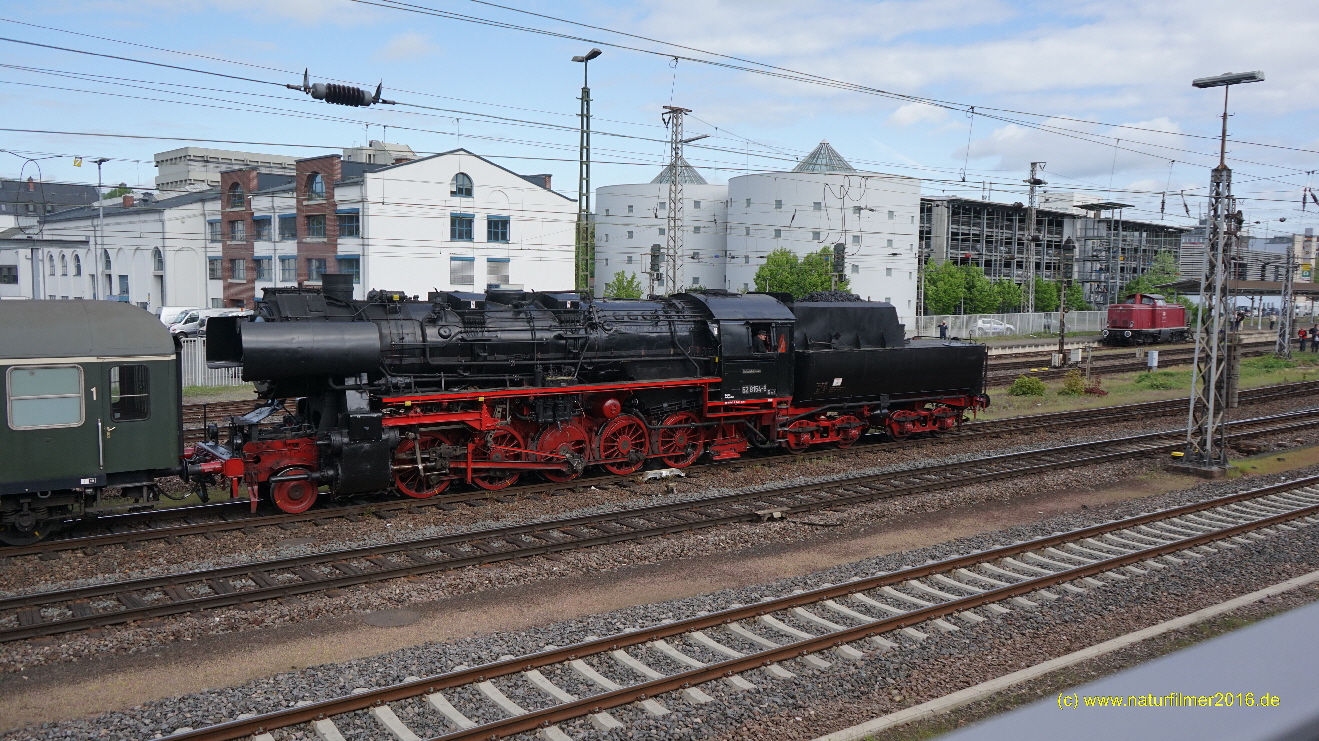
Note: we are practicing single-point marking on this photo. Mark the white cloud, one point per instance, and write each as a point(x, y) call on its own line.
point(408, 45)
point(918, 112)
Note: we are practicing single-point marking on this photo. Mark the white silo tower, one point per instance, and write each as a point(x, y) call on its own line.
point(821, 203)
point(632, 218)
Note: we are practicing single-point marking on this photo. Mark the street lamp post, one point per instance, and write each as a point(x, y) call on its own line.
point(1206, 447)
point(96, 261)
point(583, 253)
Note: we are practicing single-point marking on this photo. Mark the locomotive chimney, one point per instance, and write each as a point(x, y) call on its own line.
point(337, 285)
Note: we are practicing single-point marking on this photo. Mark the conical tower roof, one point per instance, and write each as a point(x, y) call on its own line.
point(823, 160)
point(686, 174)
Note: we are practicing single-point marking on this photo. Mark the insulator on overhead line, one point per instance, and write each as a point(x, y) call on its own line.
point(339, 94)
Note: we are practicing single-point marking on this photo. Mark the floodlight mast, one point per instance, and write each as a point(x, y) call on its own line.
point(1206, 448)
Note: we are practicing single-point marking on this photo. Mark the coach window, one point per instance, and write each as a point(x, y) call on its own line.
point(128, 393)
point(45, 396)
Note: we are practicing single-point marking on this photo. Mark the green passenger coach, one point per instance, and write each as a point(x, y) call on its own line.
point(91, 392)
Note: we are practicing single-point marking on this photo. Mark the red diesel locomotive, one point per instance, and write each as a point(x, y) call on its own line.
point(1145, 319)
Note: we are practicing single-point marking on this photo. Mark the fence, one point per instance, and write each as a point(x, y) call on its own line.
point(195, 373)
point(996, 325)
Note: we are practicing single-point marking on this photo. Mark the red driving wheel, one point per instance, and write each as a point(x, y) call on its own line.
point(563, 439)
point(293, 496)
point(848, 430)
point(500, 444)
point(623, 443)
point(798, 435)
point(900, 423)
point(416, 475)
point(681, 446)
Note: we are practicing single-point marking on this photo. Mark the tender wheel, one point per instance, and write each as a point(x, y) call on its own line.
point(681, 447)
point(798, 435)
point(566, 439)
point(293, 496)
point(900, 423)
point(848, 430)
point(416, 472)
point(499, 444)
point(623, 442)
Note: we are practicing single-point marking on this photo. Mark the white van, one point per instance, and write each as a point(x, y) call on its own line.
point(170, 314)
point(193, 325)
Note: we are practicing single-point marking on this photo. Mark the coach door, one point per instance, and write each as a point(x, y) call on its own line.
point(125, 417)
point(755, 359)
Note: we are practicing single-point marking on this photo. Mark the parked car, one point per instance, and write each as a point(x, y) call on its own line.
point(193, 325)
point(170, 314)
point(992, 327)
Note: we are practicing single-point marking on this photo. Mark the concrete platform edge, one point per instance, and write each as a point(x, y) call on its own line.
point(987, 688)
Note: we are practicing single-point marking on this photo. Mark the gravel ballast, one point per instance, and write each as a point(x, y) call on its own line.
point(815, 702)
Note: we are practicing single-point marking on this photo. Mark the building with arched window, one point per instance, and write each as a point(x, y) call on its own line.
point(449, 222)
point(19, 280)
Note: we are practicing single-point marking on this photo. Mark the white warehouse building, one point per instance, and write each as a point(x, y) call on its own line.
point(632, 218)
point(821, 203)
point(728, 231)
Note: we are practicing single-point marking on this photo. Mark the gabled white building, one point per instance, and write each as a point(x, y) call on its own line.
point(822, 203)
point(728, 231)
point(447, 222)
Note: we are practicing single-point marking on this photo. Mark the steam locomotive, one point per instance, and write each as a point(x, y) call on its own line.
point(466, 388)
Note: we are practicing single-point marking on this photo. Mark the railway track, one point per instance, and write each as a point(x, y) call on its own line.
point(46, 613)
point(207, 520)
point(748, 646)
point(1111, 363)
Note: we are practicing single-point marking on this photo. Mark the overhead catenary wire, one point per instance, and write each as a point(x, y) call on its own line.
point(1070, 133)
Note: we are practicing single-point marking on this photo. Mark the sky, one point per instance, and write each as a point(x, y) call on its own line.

########

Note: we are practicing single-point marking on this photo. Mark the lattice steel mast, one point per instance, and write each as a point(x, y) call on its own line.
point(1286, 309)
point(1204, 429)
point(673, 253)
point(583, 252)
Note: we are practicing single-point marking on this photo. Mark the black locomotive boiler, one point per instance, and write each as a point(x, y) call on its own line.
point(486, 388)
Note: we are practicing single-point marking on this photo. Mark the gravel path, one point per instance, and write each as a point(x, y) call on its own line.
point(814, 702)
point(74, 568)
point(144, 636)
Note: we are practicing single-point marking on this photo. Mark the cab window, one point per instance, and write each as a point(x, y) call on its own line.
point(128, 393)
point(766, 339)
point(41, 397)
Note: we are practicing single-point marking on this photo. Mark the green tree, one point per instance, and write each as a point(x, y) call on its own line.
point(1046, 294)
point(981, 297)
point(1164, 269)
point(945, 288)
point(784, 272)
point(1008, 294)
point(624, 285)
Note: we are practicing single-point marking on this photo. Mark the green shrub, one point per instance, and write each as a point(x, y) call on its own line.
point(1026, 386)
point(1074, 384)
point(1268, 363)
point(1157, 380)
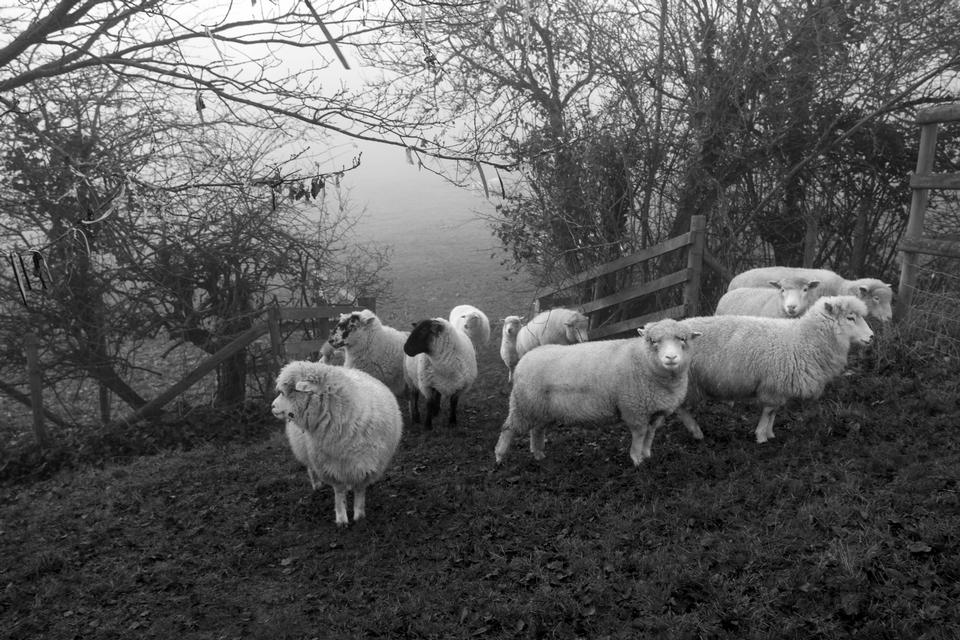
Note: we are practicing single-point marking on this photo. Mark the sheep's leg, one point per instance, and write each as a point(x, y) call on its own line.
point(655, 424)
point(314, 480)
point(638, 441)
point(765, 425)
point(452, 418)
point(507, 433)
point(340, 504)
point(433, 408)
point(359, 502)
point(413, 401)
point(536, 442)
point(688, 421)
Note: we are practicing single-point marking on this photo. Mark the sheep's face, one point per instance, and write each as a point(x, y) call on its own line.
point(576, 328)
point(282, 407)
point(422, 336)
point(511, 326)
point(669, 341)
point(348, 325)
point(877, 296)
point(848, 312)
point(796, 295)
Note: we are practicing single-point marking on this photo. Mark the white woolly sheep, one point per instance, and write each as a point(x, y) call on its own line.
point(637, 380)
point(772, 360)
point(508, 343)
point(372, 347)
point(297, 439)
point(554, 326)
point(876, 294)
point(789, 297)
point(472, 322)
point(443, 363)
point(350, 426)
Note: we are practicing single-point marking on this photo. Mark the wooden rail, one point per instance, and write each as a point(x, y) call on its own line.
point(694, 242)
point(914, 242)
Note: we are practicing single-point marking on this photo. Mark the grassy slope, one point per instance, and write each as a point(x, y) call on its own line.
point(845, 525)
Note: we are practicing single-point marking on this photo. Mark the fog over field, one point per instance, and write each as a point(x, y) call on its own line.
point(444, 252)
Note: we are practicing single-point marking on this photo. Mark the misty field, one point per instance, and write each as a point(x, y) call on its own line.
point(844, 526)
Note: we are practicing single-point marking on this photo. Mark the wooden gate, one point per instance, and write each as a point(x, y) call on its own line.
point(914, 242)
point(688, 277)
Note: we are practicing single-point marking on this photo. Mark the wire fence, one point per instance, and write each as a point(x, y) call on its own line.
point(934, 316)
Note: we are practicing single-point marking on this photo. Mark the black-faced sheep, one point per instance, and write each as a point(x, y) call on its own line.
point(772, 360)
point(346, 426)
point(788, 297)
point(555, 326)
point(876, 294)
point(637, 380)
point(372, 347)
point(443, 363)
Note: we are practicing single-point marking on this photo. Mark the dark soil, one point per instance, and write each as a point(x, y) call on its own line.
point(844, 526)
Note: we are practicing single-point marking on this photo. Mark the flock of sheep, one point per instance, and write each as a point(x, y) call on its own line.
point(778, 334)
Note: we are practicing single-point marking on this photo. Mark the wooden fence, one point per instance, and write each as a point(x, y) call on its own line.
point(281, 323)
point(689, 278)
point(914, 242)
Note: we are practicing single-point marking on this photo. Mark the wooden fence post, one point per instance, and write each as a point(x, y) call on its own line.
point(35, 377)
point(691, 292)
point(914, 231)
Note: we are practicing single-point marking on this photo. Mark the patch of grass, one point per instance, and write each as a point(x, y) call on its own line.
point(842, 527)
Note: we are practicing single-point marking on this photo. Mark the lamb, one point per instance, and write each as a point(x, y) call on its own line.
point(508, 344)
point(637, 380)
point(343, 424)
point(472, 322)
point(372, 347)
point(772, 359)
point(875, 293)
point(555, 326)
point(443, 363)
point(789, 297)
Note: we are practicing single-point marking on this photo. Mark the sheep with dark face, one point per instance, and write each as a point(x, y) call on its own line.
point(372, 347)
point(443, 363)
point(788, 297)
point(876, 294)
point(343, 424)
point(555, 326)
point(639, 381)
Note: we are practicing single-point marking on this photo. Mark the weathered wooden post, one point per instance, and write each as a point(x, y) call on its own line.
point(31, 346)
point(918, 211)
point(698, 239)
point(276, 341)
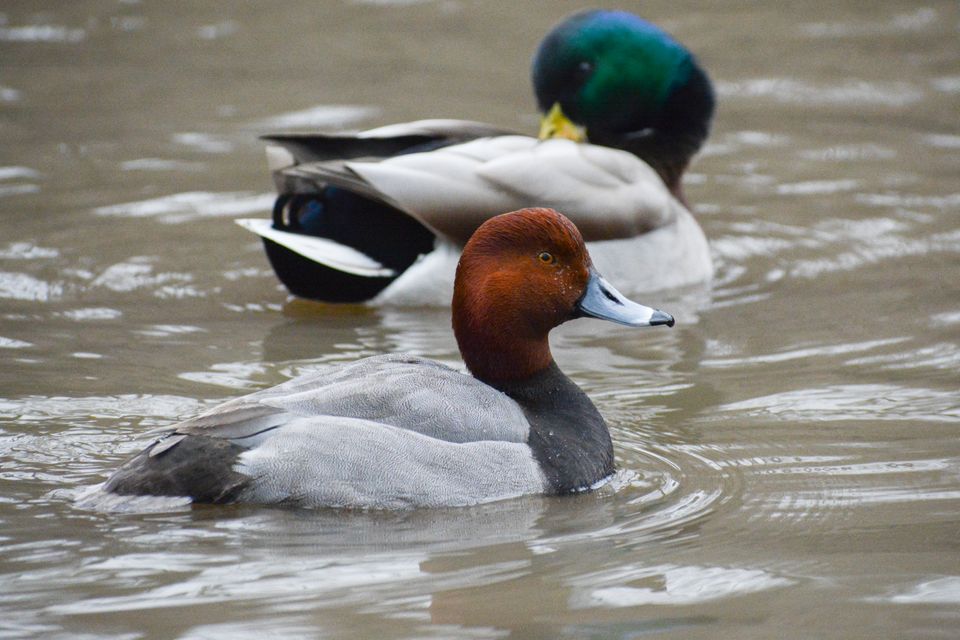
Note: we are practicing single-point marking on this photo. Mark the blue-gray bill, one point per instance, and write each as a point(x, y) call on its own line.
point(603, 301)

########

**WORK INSTRUCTIONS:** Shift both coordinates of every point up by 52, and write out all the lines from the one containing "the red diesel" through the one containing "point(19, 280)" in full, with nothing else changed.

**OUTPUT:**
Note: we are practicing single-point marking on this photo. Mark the red diesel locomotive, one point per instance, and write each as a point(x, y) call on its own line.
point(1197, 371)
Note: we are practicing single-point marking on this photo. Mark the fence, one point per instance, and write each as a point(x, y) call on its own line.
point(247, 425)
point(1048, 377)
Note: we are practicing single-point marking on this photo. Mark the red driving wheel, one point per instance, and write each as a point(x, y) call on its own line.
point(615, 491)
point(345, 548)
point(900, 482)
point(552, 496)
point(675, 495)
point(850, 487)
point(952, 475)
point(468, 527)
point(733, 498)
Note: we are practicing single-point marking on this photo. Mark the tender wheel, one point per instance, and write each as a point(x, y) call on its own line.
point(733, 499)
point(850, 487)
point(618, 491)
point(345, 548)
point(952, 475)
point(900, 482)
point(468, 524)
point(551, 496)
point(675, 494)
Note: we are practicing single-point marking on this photo. Mark the white van, one point per instance, and write each as a point(x, y) call on its own line.
point(222, 366)
point(245, 377)
Note: we are practicing single-point marking on this photo. Mark the coach door, one point per instance, and write each as a point(x, y) call on its own line.
point(177, 469)
point(807, 411)
Note: we are practicing single-point marking on this photo. Mark the parked car, one point per instance, and write each as a point(x, y) call on its own line.
point(245, 377)
point(222, 366)
point(1044, 379)
Note: we are practicing single-point marking on this photo. Mark the concrete platform edge, one point per instance, and write each as a point(x, y) call on its own line.
point(1039, 740)
Note: we are practicing single-point marking on this photo. Mark the gravel ballast, one point per instance, and write each as a point(x, y) call on its own line.
point(867, 754)
Note: we are practicing single-point marking on this photo. Mark the building with arched window, one point per instance, and write each as a point(x, y) call on its own line.
point(501, 274)
point(71, 332)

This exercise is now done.